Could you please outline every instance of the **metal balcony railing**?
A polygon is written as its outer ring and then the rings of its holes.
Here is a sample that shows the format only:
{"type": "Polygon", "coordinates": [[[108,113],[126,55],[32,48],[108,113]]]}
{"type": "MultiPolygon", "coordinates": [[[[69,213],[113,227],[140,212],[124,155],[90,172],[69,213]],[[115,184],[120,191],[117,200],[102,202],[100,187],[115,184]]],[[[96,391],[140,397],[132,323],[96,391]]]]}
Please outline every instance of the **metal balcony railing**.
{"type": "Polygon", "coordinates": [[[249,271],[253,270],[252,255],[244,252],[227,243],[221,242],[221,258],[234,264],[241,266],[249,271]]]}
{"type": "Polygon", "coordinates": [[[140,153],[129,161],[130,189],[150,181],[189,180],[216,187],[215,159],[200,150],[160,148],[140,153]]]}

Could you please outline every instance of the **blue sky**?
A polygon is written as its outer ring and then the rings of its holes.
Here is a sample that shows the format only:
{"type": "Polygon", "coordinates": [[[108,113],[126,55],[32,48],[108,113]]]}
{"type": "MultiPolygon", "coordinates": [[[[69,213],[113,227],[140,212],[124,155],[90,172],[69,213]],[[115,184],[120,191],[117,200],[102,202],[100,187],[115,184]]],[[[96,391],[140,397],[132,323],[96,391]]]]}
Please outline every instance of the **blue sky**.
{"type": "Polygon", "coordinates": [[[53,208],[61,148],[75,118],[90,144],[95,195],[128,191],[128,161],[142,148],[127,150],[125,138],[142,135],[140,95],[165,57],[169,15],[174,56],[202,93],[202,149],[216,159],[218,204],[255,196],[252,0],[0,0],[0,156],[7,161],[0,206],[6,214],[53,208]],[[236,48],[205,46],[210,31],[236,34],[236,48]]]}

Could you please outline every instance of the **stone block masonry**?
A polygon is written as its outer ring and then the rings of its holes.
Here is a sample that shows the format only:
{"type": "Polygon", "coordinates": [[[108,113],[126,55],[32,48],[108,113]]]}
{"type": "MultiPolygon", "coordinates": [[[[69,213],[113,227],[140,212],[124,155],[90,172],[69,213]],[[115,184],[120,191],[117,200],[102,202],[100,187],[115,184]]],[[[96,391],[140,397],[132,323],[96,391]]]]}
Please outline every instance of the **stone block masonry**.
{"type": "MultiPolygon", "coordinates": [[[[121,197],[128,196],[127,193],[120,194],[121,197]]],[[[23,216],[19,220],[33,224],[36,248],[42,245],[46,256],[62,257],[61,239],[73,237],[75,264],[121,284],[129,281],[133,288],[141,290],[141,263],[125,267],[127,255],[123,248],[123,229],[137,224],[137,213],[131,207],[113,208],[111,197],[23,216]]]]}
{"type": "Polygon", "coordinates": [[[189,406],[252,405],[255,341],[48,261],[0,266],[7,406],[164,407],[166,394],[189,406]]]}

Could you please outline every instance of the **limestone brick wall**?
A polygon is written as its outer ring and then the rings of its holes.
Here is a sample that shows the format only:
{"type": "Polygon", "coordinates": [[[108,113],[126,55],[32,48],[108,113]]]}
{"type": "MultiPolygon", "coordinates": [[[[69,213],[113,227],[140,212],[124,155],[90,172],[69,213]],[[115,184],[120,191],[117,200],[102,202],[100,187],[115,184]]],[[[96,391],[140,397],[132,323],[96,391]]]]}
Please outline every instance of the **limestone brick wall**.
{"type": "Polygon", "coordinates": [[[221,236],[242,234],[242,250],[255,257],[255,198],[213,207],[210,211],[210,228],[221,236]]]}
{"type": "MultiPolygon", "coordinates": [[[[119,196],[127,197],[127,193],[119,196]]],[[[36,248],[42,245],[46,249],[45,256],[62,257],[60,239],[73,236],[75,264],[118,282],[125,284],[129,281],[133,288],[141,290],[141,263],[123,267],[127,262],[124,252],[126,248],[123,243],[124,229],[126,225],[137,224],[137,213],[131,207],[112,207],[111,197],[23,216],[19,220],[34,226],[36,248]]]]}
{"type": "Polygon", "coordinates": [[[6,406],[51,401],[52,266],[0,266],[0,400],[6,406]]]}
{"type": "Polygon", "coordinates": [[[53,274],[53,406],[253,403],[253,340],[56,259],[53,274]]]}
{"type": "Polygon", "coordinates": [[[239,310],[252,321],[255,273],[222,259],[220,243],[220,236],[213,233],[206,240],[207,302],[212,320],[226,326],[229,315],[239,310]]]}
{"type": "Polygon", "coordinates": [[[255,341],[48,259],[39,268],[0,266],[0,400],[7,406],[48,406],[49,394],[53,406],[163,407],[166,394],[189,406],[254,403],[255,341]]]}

+--

Swap "limestone" for "granite" in the data above, between the line holding "Could you please outline every instance of the **limestone" and the line holding "Please outline every instance of the **limestone brick wall**.", inclusive. Give back only those lines, with everything else unchanged.

◆ **Finished answer**:
Could you please outline every instance of the **granite brick wall**?
A polygon is written as its outer ring and then the rings of its holes.
Here is a sample that shows the format only:
{"type": "Polygon", "coordinates": [[[108,113],[126,55],[32,48],[108,113]]]}
{"type": "MultiPolygon", "coordinates": [[[[69,213],[113,227],[140,212],[124,155],[90,172],[69,213]],[[115,184],[120,191],[117,200],[102,202],[100,187],[115,184]]],[[[96,391],[140,397],[132,323],[96,391]]]]}
Please outline every instance of the **granite brick wall**.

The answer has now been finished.